(WHAT TO PRODUCE): Edit the material below by replacing "white boat" with "gray boat". Leave every other line unchanged.

(DATA EXTRACT):
------------
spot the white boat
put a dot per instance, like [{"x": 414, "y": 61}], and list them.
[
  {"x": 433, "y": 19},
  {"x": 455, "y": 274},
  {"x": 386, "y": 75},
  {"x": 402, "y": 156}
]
------------
(SOLUTION TO THIS PROBLEM):
spot the gray boat
put a dot per instance, like [{"x": 414, "y": 61}], and list them.
[
  {"x": 433, "y": 19},
  {"x": 455, "y": 274},
  {"x": 386, "y": 75},
  {"x": 402, "y": 156}
]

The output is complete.